Stored entries:
________

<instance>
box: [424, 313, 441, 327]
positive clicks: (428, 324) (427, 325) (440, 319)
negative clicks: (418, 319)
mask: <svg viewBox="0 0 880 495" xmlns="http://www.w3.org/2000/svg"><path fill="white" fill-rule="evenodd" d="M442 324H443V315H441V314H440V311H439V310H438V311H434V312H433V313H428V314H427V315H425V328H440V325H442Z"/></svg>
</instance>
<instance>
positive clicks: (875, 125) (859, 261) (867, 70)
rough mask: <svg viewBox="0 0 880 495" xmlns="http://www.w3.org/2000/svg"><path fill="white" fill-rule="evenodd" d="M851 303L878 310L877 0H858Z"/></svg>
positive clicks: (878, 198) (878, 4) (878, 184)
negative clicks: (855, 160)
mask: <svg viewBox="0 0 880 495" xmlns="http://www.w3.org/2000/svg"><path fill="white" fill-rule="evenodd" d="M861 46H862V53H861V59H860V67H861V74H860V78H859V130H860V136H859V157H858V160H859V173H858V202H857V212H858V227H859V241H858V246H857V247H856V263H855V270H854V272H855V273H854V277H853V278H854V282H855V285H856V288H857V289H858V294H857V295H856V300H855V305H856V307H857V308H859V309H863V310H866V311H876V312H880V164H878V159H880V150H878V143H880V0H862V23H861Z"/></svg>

________

_What to do_
No line may be altered or left out when the data is written out.

_Answer to this exercise_
<instance>
box: [424, 313, 441, 327]
positive clicks: (428, 324) (427, 325) (440, 319)
negative clicks: (418, 319)
mask: <svg viewBox="0 0 880 495" xmlns="http://www.w3.org/2000/svg"><path fill="white" fill-rule="evenodd" d="M442 324H443V315H441V314H440V311H439V310H438V311H434V312H433V313H428V314H427V315H425V328H440V325H442Z"/></svg>
</instance>
<instance>
positive clicks: (875, 125) (859, 261) (867, 70)
rough mask: <svg viewBox="0 0 880 495" xmlns="http://www.w3.org/2000/svg"><path fill="white" fill-rule="evenodd" d="M851 303L878 310L877 0H858Z"/></svg>
positive clicks: (878, 198) (878, 4) (878, 184)
negative clicks: (855, 160)
mask: <svg viewBox="0 0 880 495" xmlns="http://www.w3.org/2000/svg"><path fill="white" fill-rule="evenodd" d="M861 46H862V53H861V59H860V67H861V74H860V78H859V130H860V136H859V157H858V160H859V173H858V202H857V212H858V227H859V241H858V246H857V247H856V263H855V270H854V272H855V273H854V277H853V278H854V282H855V285H856V288H857V289H858V294H857V295H856V300H855V305H856V307H857V308H859V309H863V310H866V311H876V312H880V164H878V159H880V150H878V143H880V0H862V23H861Z"/></svg>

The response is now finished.